* **YOUR GOAL**
Set down, please, without alteration, the lines of the entries below from the first through the one containing "like [(299, 252)]".
== EXTRACTED RECORDS
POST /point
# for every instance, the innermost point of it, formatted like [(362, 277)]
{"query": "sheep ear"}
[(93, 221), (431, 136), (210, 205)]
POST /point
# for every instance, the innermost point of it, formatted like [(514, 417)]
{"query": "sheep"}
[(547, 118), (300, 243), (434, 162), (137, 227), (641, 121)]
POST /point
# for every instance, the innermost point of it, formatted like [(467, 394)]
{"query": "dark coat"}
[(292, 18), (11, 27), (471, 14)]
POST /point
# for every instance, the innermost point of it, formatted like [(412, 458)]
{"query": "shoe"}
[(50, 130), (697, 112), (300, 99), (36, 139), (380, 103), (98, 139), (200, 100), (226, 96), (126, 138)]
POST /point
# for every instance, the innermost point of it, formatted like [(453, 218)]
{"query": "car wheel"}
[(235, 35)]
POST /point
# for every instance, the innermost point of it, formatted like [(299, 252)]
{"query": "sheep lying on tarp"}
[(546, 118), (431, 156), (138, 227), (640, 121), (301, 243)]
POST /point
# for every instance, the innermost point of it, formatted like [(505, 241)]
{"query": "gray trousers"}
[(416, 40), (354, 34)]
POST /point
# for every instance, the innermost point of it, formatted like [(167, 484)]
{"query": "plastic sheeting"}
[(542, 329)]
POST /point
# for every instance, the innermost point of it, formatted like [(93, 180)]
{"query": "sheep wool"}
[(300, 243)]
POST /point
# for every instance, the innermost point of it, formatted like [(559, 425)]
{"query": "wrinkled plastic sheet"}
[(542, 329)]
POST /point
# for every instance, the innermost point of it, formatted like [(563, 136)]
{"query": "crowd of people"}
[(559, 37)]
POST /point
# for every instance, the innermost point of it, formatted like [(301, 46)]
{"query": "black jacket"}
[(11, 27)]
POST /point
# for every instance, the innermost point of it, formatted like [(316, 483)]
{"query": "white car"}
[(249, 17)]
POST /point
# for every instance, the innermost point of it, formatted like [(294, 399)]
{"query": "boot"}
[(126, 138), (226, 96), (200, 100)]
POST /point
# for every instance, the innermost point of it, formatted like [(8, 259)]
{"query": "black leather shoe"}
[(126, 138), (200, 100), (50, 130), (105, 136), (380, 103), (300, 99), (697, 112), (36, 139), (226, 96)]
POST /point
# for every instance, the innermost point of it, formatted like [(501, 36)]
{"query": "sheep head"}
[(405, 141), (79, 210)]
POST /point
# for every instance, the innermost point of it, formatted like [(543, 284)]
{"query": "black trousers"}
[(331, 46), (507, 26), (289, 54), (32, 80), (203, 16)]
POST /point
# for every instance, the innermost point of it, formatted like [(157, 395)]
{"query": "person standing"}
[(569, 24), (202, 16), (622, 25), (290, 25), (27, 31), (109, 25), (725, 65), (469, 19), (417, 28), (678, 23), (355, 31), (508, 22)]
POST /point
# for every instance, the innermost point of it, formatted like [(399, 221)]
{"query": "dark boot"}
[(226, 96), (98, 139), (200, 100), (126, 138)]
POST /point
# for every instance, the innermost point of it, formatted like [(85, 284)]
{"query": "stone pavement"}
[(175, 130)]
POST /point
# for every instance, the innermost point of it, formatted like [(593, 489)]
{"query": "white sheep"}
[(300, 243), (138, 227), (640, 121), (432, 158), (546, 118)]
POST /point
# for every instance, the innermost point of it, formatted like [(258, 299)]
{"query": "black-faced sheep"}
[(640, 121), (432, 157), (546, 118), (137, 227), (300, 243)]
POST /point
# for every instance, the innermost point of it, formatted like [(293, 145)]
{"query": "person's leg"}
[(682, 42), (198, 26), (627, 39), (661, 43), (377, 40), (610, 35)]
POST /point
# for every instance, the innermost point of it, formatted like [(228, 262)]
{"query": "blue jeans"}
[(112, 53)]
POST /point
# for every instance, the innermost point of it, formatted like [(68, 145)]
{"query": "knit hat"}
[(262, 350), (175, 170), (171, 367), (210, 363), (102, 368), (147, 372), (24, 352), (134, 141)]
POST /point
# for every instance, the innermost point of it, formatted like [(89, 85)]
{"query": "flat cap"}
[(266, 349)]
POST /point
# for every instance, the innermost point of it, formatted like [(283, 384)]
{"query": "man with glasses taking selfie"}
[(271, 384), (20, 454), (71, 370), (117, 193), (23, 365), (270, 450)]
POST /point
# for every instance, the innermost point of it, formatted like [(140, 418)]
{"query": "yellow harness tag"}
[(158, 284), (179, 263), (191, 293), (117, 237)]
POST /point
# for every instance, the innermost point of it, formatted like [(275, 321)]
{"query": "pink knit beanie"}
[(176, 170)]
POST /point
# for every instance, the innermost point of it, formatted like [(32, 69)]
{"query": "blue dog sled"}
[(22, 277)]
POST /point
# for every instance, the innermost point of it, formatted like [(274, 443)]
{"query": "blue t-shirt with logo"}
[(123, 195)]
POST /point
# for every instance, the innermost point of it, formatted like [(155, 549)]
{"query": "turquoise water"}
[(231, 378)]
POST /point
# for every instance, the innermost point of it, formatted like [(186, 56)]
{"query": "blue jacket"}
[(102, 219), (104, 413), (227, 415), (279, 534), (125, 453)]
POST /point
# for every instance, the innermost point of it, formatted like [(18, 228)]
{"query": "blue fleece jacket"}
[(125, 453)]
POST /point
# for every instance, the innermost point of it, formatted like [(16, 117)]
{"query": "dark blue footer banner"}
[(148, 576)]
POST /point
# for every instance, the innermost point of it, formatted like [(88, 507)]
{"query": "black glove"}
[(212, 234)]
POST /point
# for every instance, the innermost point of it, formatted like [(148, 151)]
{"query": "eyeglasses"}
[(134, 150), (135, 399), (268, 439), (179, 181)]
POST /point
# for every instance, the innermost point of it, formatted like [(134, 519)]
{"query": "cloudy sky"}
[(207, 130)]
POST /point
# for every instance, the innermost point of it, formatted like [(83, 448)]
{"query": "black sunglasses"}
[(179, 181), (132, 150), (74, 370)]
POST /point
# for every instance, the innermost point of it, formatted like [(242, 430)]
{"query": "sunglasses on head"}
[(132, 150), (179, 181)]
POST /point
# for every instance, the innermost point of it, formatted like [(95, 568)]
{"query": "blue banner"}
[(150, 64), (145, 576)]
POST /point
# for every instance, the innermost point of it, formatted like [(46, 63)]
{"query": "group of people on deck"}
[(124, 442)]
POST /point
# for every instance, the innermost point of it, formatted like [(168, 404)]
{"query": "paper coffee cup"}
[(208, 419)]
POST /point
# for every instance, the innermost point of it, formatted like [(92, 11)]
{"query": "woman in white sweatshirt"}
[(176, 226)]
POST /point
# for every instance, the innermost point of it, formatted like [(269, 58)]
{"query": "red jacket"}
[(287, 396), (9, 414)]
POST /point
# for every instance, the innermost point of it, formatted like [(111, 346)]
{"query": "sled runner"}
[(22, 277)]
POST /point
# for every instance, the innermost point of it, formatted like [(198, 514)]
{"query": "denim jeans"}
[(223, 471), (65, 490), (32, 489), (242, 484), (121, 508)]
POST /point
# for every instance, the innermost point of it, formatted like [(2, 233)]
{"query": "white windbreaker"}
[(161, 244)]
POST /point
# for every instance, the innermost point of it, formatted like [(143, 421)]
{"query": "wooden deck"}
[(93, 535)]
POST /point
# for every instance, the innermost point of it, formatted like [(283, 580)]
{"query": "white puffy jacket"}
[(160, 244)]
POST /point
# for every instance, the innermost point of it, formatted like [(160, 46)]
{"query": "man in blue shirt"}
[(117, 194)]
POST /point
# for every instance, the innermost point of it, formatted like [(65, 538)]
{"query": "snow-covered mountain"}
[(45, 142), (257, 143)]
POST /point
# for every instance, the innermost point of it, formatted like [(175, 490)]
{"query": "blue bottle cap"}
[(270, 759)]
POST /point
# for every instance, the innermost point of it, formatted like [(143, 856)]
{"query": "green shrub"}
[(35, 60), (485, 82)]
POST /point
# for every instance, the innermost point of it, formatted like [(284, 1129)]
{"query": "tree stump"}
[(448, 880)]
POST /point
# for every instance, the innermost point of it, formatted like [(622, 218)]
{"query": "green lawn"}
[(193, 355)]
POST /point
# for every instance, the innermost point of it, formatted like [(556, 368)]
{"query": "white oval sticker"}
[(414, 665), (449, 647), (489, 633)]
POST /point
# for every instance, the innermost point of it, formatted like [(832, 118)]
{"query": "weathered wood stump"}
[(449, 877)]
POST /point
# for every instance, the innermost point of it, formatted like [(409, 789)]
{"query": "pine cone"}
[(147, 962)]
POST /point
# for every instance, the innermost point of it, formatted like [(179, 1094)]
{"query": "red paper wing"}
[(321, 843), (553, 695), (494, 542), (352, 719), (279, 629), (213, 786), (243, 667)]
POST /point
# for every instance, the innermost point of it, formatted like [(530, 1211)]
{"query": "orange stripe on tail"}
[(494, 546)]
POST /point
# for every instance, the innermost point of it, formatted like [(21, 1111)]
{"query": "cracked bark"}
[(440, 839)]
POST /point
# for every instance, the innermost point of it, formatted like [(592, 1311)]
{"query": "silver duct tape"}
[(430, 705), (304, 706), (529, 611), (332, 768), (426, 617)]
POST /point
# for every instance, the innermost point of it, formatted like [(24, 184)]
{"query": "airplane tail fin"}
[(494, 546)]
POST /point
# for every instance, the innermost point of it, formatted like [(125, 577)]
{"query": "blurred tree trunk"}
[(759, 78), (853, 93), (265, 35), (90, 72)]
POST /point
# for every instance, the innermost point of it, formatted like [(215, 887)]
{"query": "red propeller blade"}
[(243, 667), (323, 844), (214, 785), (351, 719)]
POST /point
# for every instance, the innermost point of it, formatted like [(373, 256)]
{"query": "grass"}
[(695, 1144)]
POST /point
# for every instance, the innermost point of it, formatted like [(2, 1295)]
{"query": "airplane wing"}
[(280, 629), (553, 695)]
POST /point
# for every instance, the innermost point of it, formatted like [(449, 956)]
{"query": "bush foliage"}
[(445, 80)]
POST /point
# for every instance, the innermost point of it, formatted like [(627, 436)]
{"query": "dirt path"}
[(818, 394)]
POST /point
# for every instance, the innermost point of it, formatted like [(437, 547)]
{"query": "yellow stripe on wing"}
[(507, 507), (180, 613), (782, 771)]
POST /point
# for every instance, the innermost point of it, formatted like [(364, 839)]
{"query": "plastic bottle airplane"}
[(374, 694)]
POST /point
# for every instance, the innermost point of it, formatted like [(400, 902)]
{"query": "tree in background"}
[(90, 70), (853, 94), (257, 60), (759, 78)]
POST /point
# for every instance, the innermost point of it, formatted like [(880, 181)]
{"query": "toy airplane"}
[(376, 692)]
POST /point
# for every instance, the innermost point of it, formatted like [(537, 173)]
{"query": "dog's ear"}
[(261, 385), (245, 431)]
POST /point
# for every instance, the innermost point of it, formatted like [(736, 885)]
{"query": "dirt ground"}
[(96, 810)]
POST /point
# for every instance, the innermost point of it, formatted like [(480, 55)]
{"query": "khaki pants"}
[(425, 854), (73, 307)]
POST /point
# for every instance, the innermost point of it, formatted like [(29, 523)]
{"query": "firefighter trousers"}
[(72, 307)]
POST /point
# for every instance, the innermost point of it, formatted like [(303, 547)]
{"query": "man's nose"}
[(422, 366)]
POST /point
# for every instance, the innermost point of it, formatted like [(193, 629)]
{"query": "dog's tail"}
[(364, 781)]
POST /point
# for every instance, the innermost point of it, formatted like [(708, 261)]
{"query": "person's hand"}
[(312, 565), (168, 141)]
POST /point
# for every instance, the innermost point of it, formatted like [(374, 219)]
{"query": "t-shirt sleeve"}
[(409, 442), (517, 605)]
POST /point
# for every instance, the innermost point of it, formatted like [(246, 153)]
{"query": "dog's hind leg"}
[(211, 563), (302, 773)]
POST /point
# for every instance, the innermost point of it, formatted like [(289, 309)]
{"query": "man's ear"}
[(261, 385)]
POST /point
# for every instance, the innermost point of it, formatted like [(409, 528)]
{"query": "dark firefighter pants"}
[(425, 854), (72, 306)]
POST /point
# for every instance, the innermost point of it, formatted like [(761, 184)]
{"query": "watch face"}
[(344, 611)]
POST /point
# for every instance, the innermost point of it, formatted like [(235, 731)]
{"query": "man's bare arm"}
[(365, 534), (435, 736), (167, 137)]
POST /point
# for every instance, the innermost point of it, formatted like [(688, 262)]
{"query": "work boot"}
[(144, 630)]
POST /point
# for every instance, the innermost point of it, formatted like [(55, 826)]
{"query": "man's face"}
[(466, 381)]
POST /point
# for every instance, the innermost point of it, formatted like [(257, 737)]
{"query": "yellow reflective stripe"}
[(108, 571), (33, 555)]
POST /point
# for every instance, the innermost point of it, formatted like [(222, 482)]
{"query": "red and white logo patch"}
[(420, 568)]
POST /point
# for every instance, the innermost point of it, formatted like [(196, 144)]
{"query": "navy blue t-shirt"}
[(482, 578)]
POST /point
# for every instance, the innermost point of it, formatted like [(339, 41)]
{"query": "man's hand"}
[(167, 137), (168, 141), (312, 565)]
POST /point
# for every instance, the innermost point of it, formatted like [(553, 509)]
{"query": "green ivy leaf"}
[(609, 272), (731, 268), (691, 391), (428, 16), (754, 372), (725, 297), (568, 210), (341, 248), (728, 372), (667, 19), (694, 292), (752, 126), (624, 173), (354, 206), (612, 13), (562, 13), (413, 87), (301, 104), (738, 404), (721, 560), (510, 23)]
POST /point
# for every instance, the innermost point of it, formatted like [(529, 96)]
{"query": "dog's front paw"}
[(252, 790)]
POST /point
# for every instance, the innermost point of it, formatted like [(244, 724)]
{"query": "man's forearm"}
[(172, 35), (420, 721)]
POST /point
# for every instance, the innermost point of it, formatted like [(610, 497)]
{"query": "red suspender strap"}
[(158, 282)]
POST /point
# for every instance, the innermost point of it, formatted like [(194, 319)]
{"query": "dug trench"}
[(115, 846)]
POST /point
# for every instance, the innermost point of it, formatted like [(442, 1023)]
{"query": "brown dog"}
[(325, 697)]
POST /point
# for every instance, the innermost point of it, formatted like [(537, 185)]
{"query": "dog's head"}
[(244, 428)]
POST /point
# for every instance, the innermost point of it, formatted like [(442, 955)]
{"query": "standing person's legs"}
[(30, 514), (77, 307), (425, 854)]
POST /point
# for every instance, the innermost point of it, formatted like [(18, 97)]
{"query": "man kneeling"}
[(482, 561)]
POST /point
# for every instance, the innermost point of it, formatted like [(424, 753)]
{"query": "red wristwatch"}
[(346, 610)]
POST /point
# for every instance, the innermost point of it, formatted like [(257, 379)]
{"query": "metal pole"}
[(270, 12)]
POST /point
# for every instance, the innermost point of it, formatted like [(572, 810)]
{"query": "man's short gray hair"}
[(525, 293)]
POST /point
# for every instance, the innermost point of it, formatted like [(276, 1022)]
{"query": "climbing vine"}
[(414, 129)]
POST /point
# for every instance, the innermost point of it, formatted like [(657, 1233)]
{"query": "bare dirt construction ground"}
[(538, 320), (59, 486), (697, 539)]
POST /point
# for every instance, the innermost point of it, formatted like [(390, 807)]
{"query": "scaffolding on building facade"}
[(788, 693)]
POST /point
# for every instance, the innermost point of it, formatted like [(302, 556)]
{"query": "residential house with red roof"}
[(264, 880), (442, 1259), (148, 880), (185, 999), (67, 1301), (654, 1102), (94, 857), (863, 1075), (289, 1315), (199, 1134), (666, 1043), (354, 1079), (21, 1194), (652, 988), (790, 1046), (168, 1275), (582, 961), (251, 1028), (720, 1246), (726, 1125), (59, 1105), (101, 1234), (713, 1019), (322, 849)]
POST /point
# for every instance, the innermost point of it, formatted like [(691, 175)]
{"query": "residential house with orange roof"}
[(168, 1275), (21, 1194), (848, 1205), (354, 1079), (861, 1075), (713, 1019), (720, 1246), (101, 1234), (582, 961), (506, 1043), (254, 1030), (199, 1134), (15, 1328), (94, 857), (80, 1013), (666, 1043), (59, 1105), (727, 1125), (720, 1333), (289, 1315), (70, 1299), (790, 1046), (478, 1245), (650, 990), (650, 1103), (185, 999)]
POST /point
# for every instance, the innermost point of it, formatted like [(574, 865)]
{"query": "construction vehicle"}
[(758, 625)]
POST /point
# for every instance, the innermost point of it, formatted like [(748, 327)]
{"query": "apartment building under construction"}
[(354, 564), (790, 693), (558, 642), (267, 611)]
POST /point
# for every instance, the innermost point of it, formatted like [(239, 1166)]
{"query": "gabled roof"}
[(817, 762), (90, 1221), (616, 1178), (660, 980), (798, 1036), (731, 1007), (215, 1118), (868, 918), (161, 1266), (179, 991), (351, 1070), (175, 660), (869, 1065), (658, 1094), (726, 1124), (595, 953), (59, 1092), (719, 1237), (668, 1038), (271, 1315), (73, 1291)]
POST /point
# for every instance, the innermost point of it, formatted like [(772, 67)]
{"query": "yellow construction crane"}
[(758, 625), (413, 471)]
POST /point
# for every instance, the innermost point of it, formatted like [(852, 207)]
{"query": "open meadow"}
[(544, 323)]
====
* **RESULT FOR THIS EXERCISE**
POST /point
# for every instance, the innermost point of it, formatted like [(362, 277)]
{"query": "sheep ear"}
[(93, 221), (431, 136), (210, 205)]
POST /point
# for every instance, the innermost point of it, formatted like [(514, 417)]
{"query": "sheep"}
[(547, 118), (300, 243), (434, 162), (137, 227), (641, 121)]
POST /point
# for every instance, the innermost point of it, formatted like [(467, 394)]
{"query": "dark coat"}
[(292, 18), (11, 27), (471, 14)]
POST /point
# for every instance, the innermost point of it, formatted like [(412, 458)]
{"query": "shoe"}
[(50, 130), (697, 112), (300, 99), (36, 139), (380, 103), (98, 139), (200, 100), (226, 96), (126, 138)]
POST /point
# for every instance, the innermost point of it, formatted like [(453, 218)]
{"query": "car wheel"}
[(235, 35)]
POST /point
# for every instance, the innermost point of it, formatted like [(299, 252)]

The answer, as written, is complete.